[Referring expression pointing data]
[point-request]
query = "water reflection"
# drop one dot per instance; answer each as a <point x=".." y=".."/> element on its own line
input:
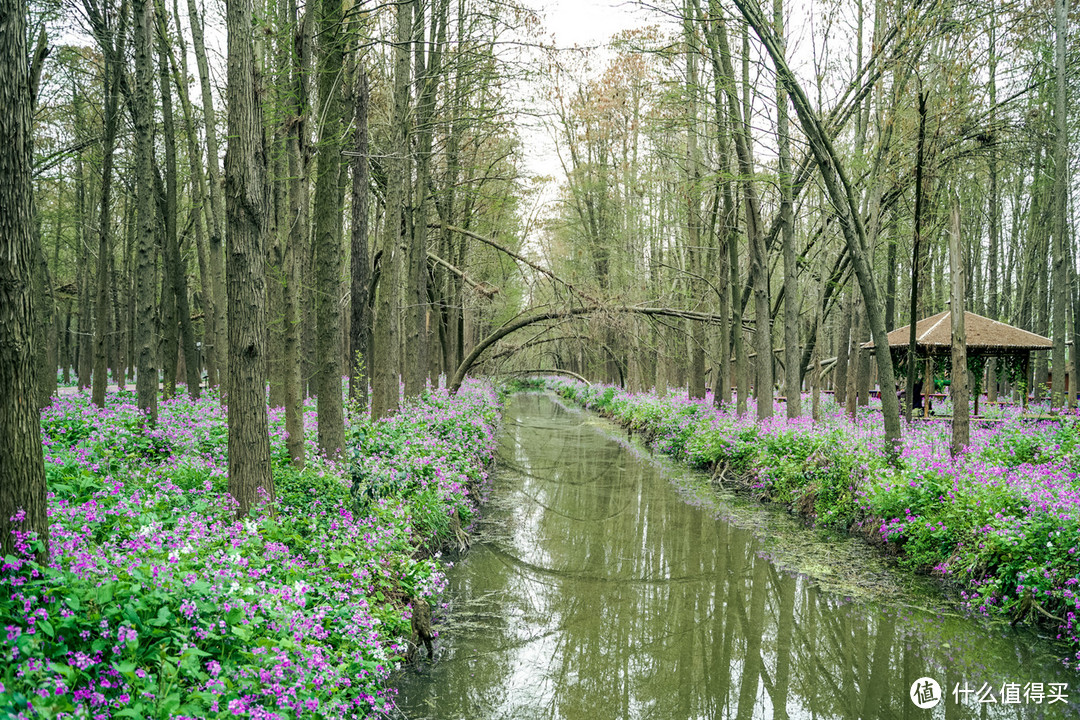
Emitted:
<point x="601" y="593"/>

Work to be completed »
The entries above need to be transcribed exactly, with the images left out.

Expected answer »
[point-request]
query = "water reflection"
# drop one dot per instance; answer each as a <point x=".." y=".."/> element on its own line
input:
Emitted:
<point x="601" y="593"/>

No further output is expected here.